What you are asked to do: What you return must be the lines of the data that hold the word "water".

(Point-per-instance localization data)
● ● ● ●

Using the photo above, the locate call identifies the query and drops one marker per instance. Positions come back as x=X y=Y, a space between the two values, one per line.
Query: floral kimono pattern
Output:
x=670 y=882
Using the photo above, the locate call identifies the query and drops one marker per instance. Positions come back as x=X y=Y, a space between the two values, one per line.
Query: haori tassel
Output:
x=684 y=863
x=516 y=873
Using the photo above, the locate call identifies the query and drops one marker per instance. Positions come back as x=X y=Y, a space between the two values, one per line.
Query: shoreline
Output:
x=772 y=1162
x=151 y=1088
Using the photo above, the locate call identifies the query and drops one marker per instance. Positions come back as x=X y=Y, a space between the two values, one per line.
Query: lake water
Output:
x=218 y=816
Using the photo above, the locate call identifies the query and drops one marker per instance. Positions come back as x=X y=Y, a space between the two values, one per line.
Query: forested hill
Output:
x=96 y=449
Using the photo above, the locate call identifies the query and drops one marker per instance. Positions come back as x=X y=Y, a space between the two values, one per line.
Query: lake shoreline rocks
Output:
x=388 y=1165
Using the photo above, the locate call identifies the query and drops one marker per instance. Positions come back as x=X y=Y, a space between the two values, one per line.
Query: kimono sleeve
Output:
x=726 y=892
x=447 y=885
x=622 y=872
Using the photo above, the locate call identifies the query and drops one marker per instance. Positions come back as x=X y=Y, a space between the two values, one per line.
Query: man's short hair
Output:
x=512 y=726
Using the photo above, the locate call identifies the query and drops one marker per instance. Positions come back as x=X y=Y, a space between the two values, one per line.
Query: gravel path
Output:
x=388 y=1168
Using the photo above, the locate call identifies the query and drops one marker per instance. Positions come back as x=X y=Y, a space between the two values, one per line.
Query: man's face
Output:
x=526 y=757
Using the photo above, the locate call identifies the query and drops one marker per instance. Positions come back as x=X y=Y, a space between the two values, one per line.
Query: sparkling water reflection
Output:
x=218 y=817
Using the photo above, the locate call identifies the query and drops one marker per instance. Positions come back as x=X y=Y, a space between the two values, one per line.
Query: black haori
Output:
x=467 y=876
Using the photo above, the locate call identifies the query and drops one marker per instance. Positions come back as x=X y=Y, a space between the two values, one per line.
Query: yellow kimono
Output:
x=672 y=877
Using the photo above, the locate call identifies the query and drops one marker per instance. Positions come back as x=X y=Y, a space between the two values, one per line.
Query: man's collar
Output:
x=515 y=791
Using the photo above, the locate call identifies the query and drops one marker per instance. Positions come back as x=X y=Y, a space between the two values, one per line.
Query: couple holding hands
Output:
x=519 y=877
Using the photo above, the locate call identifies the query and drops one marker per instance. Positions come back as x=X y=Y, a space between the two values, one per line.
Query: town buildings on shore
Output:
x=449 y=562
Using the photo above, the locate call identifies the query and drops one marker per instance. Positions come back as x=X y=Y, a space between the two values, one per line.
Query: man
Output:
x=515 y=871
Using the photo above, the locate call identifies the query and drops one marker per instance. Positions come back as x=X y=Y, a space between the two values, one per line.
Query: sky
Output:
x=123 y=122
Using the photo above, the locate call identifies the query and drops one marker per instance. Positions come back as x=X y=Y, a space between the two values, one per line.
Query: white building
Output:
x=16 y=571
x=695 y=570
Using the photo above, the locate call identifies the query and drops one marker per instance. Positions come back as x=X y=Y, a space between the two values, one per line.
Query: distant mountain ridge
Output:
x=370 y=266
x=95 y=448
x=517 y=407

● ● ● ●

Worked solution:
Query: lake water
Query: sparkling water reflection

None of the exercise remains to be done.